:: DIRECTIONS ::
Swap "dark jacket" for "black coat" in the entries from the line that contains "Can you find the man" through the line that contains "254], [471, 255]]". Give back only those lines, with everything else left as it is.

:: GIVEN DATA ::
=====
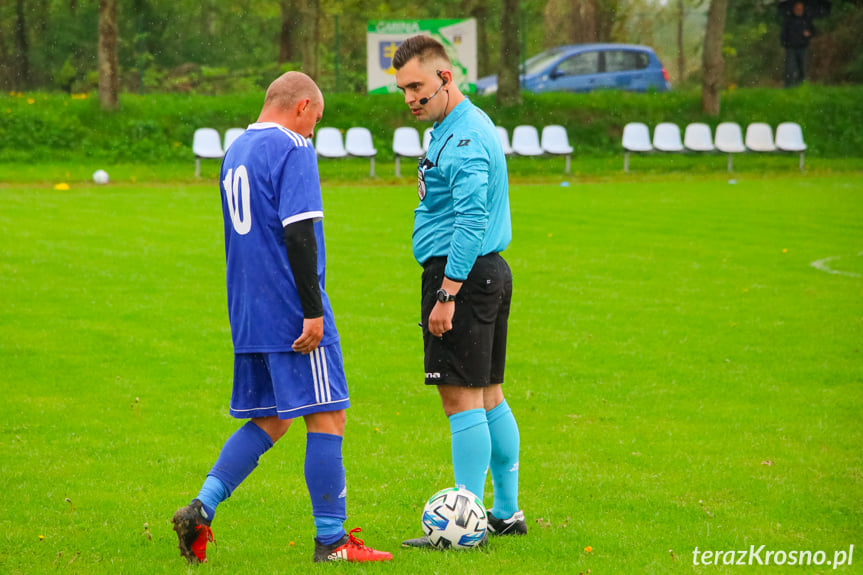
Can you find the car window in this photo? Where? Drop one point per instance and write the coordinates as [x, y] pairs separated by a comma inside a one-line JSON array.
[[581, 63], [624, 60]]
=====
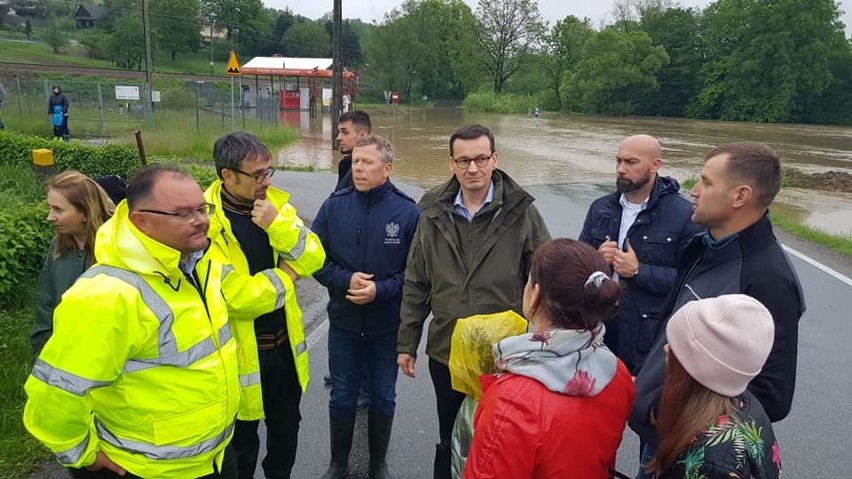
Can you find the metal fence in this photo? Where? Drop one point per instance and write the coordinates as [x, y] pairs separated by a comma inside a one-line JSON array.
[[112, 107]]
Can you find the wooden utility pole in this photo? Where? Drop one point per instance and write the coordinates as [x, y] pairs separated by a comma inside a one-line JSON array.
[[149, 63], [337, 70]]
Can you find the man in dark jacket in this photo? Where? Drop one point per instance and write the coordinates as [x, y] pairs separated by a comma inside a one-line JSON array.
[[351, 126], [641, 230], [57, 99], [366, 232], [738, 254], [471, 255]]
=====
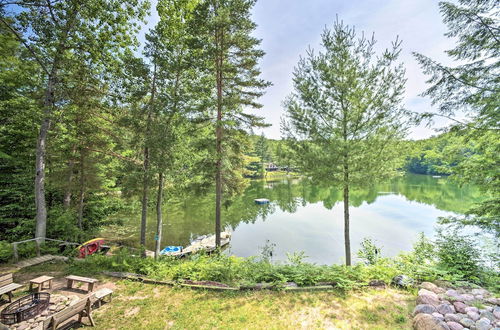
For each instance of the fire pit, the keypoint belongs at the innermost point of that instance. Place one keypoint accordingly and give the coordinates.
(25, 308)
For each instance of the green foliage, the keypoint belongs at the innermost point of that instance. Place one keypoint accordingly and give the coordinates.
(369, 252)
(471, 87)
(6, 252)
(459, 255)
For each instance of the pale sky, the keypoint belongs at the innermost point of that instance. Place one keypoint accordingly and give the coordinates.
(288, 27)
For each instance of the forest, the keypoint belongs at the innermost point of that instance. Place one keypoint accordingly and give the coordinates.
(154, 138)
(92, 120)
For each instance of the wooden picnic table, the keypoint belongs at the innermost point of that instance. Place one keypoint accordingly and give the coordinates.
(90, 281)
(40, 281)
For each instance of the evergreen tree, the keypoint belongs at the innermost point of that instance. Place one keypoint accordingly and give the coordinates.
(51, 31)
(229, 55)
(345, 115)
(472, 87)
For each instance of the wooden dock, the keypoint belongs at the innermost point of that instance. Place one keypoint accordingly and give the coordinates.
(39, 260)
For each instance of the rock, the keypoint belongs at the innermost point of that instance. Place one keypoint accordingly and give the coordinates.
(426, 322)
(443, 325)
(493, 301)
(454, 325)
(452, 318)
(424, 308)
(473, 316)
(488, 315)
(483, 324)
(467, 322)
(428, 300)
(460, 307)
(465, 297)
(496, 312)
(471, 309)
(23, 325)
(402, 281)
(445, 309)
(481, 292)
=====
:: OUTPUT ::
Can you find the man in black coat in this photo? Where? Drop one point per instance and write the coordinates as [x, y] pairs separated by a comma inside a one-line JSON array.
[[351, 126], [641, 230], [57, 99], [366, 232], [738, 254], [471, 255]]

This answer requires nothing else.